Reproduce the records below exactly, starting at the line that contains "Target: distant hiker" and continuing through the end of the records, with both ends included.

== Task inputs

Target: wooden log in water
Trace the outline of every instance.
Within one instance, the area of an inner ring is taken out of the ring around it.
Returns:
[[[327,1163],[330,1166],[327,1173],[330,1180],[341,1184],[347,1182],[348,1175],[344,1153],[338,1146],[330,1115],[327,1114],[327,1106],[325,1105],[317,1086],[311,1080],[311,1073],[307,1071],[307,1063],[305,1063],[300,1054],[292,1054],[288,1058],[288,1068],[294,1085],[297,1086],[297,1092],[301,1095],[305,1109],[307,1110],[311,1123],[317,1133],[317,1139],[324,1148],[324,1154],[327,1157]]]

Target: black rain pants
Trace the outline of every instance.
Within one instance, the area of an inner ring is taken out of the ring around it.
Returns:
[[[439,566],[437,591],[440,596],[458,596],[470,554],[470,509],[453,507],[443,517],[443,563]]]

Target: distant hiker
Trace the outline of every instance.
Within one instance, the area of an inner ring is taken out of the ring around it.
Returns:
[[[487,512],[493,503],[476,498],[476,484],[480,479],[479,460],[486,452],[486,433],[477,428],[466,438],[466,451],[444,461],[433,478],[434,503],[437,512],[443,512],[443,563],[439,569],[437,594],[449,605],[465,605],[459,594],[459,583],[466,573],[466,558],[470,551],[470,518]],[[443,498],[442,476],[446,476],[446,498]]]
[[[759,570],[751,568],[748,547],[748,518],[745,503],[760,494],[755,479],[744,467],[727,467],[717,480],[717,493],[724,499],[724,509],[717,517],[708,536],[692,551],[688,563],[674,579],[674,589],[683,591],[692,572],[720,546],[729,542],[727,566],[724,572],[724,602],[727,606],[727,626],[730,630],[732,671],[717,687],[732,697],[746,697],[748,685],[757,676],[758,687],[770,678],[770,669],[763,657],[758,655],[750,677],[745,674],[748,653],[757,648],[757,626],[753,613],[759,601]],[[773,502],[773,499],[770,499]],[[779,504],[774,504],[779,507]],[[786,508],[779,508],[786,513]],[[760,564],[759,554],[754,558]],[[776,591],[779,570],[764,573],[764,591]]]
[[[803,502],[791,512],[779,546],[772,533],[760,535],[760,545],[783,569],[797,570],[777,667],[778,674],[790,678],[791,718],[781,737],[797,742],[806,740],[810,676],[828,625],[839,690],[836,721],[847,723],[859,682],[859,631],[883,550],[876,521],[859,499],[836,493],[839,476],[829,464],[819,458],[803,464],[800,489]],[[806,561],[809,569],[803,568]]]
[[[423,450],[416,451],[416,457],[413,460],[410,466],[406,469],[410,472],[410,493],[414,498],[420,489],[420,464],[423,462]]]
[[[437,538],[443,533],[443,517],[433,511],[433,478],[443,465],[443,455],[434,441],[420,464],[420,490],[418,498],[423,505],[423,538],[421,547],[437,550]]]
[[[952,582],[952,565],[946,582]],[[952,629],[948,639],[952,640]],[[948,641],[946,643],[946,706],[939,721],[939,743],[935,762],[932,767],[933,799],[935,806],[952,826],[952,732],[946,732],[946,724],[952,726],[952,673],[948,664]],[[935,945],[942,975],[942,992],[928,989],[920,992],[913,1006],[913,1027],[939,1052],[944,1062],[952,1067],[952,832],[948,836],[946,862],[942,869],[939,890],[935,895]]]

====

Answer to this problem:
Target: distant hiker
Trace the outline of every instance.
Within one instance, the area of an inner ring is taken out of the ring around it.
Returns:
[[[487,512],[493,503],[476,498],[476,484],[480,479],[479,460],[486,452],[486,433],[477,428],[466,438],[466,451],[444,461],[433,478],[434,503],[437,512],[443,512],[443,563],[439,569],[437,594],[449,605],[465,605],[459,594],[459,583],[466,573],[466,558],[470,551],[470,518]],[[443,498],[442,476],[446,476],[446,498]]]
[[[759,570],[751,568],[748,547],[748,518],[745,503],[760,494],[755,479],[744,467],[727,467],[717,480],[717,493],[724,499],[724,509],[717,517],[708,536],[692,551],[688,563],[674,579],[674,589],[683,591],[692,572],[720,546],[729,542],[727,566],[724,572],[724,602],[727,606],[727,626],[730,630],[732,671],[717,687],[732,697],[746,697],[748,685],[757,676],[758,687],[770,678],[770,669],[763,657],[758,655],[750,677],[745,674],[748,653],[757,648],[757,626],[753,613],[759,601]],[[773,502],[773,499],[770,499]],[[779,504],[774,504],[779,507]],[[786,508],[779,508],[786,513]],[[760,564],[759,554],[754,558]],[[776,591],[779,570],[764,573],[764,591]]]
[[[803,502],[791,512],[779,546],[772,533],[760,535],[760,545],[783,569],[797,570],[777,667],[778,674],[790,678],[791,718],[781,737],[797,742],[806,740],[810,676],[828,625],[839,690],[836,721],[847,723],[859,682],[859,631],[883,550],[876,521],[859,499],[836,493],[839,476],[829,464],[819,458],[803,464],[800,489]],[[806,561],[809,569],[803,568]]]
[[[423,450],[416,451],[416,457],[413,460],[410,466],[406,469],[410,472],[410,493],[414,498],[420,489],[420,464],[423,462]]]
[[[437,538],[443,533],[443,517],[433,511],[433,478],[443,465],[443,455],[434,441],[420,464],[420,490],[418,498],[423,505],[423,538],[421,547],[437,550]]]
[[[952,582],[952,565],[946,582]],[[952,629],[948,639],[952,640]],[[948,641],[946,643],[946,706],[939,721],[939,743],[935,762],[932,767],[933,799],[935,806],[952,826],[952,732],[946,732],[946,724],[952,726],[952,673],[948,664]],[[935,945],[942,975],[942,992],[928,989],[920,992],[913,1006],[913,1027],[939,1052],[944,1062],[952,1067],[952,832],[948,836],[946,862],[942,869],[939,890],[935,895]]]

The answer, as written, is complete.